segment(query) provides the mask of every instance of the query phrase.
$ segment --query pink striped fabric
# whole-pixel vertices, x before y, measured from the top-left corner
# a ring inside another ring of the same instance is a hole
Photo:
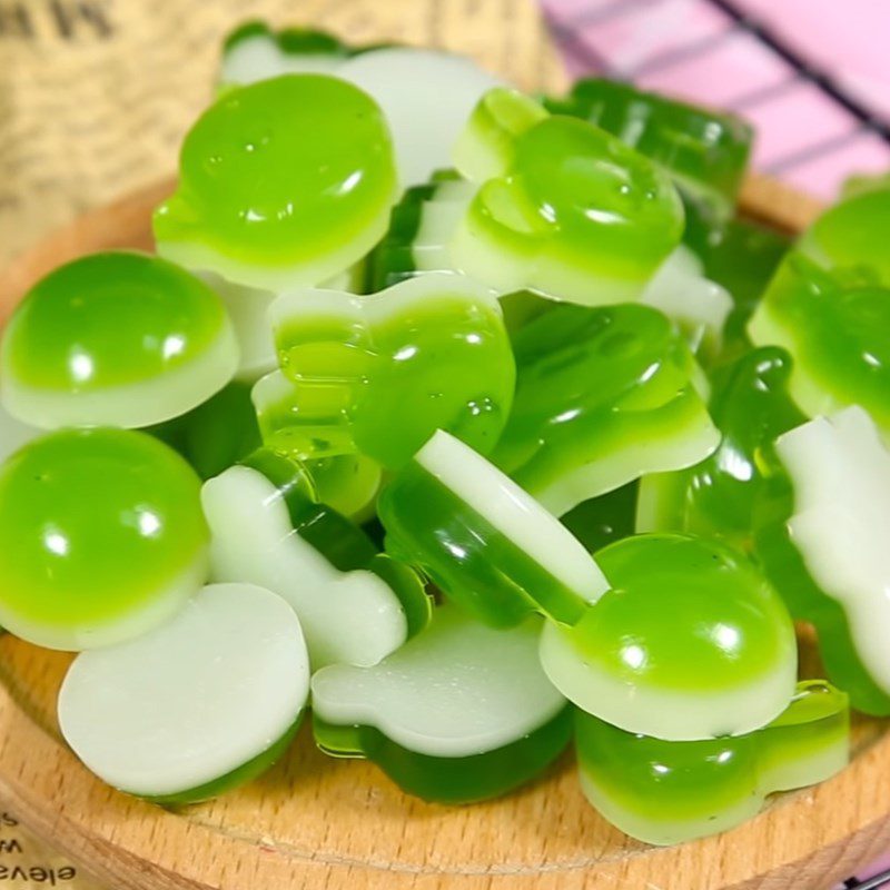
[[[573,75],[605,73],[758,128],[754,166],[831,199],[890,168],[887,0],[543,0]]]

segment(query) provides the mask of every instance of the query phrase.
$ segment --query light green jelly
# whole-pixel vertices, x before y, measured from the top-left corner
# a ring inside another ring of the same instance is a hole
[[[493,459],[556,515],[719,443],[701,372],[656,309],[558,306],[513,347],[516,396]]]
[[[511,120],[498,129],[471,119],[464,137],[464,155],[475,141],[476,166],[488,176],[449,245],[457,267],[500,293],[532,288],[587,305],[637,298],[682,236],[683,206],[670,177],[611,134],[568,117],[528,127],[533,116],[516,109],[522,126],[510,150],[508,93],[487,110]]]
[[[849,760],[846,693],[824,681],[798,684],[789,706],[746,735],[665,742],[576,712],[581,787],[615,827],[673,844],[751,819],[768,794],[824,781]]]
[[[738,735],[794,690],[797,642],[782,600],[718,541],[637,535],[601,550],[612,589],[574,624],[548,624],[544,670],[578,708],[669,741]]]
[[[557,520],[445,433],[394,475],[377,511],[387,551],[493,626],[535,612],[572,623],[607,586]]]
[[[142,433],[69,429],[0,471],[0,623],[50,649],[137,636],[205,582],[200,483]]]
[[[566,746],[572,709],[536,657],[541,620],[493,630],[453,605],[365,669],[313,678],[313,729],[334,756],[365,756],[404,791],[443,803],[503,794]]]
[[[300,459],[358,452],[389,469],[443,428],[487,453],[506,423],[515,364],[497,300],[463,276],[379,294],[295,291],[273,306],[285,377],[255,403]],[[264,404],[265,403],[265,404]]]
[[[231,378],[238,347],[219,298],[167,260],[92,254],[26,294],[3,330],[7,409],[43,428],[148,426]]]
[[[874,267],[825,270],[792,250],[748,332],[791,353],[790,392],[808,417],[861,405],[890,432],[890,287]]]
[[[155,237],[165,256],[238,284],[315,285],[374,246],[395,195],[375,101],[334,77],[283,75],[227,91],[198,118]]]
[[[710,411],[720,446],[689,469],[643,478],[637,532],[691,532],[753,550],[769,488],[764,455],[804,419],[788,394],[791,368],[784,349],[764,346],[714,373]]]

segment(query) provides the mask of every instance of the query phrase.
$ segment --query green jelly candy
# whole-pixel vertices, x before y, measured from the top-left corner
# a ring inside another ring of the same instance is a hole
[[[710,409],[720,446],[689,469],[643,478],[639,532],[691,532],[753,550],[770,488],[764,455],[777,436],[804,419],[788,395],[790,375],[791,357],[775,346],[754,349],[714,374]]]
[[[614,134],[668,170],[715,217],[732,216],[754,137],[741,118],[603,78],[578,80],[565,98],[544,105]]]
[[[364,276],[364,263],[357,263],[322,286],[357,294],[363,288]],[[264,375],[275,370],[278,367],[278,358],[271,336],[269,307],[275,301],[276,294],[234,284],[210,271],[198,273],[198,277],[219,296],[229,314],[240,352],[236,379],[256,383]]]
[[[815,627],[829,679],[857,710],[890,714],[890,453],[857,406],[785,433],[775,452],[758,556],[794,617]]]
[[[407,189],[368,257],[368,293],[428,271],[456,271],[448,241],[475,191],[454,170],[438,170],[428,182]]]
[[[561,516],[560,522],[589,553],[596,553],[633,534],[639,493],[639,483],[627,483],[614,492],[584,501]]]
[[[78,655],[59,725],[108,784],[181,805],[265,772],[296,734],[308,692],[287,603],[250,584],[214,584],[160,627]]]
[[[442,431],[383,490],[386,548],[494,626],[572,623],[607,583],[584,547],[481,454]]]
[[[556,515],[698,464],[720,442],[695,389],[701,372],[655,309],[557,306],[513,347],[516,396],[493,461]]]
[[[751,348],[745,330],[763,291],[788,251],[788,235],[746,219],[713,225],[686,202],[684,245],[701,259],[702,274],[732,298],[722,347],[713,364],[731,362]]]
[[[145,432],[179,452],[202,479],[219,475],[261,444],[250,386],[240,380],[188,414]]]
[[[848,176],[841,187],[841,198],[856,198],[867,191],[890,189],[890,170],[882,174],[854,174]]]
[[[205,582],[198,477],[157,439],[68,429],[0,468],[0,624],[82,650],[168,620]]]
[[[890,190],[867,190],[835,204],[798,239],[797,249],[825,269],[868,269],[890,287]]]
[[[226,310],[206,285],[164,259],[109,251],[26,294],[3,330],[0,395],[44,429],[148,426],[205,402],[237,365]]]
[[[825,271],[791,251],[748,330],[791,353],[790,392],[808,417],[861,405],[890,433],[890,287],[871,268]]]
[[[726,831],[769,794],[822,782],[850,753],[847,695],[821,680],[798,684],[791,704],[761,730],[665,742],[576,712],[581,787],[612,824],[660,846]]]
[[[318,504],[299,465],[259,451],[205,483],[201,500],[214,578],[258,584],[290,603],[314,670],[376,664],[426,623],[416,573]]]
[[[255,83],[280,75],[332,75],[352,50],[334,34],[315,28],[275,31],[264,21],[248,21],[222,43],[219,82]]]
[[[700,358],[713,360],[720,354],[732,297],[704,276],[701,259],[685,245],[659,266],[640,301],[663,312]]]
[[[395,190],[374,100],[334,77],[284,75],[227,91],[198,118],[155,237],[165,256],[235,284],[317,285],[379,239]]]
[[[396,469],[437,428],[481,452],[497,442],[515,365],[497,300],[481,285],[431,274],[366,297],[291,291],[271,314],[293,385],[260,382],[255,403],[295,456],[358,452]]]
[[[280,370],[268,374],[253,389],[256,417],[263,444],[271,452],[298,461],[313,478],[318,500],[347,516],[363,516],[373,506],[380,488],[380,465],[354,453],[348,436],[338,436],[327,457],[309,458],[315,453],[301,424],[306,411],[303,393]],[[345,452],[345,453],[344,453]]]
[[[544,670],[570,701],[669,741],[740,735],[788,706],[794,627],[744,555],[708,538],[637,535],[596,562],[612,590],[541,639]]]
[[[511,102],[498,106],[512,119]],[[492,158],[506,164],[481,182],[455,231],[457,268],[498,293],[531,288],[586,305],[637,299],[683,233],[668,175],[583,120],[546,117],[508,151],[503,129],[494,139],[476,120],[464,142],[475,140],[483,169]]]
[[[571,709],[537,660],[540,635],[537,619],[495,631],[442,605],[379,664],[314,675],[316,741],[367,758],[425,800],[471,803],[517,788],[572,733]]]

---

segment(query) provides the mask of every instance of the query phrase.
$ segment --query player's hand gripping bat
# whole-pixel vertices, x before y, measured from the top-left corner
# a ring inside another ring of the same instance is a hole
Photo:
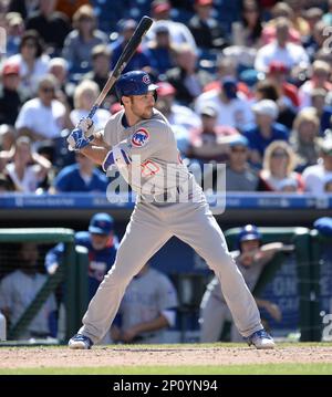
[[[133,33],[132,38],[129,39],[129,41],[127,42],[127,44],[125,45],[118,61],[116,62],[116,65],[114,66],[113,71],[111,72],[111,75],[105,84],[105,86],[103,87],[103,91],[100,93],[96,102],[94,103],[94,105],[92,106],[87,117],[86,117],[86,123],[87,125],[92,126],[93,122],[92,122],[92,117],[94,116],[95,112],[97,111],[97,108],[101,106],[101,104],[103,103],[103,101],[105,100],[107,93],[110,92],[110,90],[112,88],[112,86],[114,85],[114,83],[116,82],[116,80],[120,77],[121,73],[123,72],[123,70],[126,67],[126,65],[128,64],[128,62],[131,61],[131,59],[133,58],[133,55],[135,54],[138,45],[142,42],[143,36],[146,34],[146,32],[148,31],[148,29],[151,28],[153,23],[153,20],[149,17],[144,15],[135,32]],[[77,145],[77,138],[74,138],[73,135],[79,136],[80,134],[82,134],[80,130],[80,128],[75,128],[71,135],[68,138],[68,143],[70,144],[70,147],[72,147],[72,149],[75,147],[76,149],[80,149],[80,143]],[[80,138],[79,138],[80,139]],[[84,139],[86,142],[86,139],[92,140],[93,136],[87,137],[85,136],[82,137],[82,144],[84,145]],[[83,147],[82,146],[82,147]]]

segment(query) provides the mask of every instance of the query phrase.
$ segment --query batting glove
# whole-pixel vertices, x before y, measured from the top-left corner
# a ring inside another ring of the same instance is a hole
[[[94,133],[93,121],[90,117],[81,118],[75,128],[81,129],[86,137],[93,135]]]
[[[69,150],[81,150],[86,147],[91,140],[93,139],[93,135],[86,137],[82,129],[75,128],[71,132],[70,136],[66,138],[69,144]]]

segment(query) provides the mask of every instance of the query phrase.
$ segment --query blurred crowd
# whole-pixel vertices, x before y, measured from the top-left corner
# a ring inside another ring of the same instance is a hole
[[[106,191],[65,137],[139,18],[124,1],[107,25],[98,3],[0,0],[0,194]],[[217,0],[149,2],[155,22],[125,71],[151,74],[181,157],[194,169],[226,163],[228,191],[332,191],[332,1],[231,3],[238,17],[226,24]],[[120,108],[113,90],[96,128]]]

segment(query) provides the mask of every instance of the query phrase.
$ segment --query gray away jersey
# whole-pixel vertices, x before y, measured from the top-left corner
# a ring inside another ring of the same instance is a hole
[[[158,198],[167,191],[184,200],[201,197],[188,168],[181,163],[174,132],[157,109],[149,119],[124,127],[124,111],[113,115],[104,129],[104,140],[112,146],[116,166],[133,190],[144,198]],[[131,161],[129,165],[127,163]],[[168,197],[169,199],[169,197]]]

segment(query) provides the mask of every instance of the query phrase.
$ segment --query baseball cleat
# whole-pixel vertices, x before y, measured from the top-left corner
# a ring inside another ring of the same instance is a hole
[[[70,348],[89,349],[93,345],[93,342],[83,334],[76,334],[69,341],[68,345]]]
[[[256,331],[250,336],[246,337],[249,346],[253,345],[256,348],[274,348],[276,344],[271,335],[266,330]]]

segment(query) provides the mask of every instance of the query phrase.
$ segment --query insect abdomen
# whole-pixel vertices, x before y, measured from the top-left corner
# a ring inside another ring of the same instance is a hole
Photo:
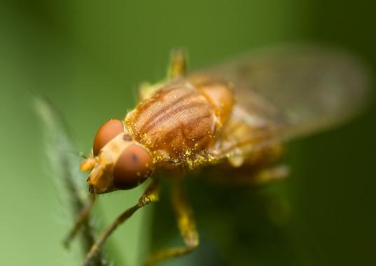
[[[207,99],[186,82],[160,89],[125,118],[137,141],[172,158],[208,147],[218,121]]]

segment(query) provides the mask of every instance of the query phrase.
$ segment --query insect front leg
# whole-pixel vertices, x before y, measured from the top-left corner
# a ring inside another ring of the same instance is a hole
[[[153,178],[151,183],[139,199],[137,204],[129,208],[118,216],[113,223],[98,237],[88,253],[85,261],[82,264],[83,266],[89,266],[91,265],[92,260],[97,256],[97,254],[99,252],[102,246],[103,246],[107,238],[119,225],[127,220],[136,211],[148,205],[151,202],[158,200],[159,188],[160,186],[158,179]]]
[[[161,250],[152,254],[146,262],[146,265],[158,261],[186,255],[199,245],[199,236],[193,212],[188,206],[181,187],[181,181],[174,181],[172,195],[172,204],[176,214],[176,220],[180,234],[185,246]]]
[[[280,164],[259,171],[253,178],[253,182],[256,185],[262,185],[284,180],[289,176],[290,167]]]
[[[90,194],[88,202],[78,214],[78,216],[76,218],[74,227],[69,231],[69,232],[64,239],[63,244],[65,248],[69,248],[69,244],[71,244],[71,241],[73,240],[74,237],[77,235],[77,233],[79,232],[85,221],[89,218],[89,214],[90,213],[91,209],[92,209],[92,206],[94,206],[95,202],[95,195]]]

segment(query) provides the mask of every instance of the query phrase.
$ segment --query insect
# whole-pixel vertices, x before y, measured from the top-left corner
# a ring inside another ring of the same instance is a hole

- Description of the task
Pull out every line of the records above that contains the string "insect", matching case exactly.

- Result of this task
$ segment --query insect abdomen
$ segment --query insect front leg
$ segment --query insect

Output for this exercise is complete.